■ PROBLEM REQUIREMENTS
Starting at the line that contains "Phrase: trailing green vine" and ending at the end of the material, reproduce those lines with "Observed" switched to "Detected" and everything else unchanged. Leave the pictures out of your answer.

[Raw material]
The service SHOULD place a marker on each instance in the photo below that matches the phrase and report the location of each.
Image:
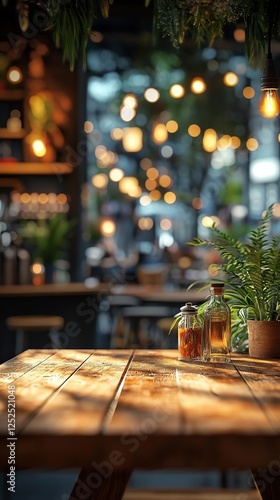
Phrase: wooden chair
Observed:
(221, 494)
(152, 275)
(140, 325)
(24, 325)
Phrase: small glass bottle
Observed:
(217, 325)
(189, 334)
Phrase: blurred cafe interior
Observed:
(114, 157)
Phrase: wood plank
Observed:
(192, 494)
(263, 379)
(14, 369)
(88, 399)
(149, 396)
(195, 397)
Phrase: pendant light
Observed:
(269, 106)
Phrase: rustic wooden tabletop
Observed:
(141, 409)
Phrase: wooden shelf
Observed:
(11, 94)
(35, 168)
(5, 133)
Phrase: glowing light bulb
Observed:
(269, 106)
(39, 148)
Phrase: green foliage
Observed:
(251, 270)
(205, 20)
(70, 22)
(47, 239)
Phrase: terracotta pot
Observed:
(264, 339)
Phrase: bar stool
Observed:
(23, 325)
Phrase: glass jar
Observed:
(189, 334)
(217, 324)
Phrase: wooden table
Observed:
(112, 411)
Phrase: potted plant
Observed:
(250, 269)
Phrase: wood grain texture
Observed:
(212, 494)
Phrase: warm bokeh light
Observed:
(132, 140)
(198, 85)
(194, 130)
(39, 148)
(224, 142)
(166, 151)
(209, 141)
(151, 95)
(184, 262)
(269, 106)
(88, 127)
(116, 134)
(208, 221)
(172, 126)
(213, 270)
(96, 36)
(152, 173)
(135, 191)
(230, 79)
(239, 35)
(128, 185)
(43, 198)
(252, 144)
(165, 181)
(235, 142)
(248, 92)
(25, 198)
(155, 195)
(170, 197)
(130, 101)
(100, 152)
(159, 133)
(150, 184)
(14, 75)
(145, 223)
(165, 224)
(100, 181)
(37, 268)
(107, 228)
(61, 199)
(177, 91)
(37, 273)
(197, 203)
(145, 163)
(127, 114)
(116, 174)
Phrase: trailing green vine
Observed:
(202, 21)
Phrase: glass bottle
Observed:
(217, 325)
(189, 334)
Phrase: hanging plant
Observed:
(70, 21)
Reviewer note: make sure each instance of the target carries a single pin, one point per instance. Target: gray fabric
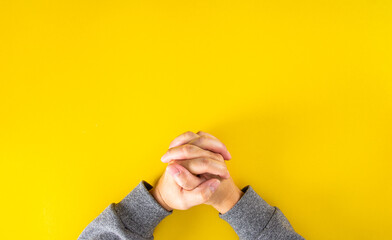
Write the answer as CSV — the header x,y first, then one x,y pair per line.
x,y
136,216
253,218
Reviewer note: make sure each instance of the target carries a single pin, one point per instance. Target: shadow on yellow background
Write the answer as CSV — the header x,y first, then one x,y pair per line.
x,y
92,93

■ OUTPUT BELOW
Phrase: trailing green vine
Detected:
(202, 21)
Phrase: glass bottle
Detected:
(217, 325)
(189, 334)
Phrase: hanging plant
Detected:
(70, 21)
Reviewer note: make sure each instance of the target carries a single pin, one point per instance. Target: gray fabric
Write the answer as CSV — the header x,y first, then one x,y pair per line.
x,y
136,216
253,218
Reviewer note: make sure each instance of the target carries a single pin, one point per instance. Target: shadow on yellow background
Write the answer as CSV — the header x,y first, then one x,y pair per line.
x,y
92,93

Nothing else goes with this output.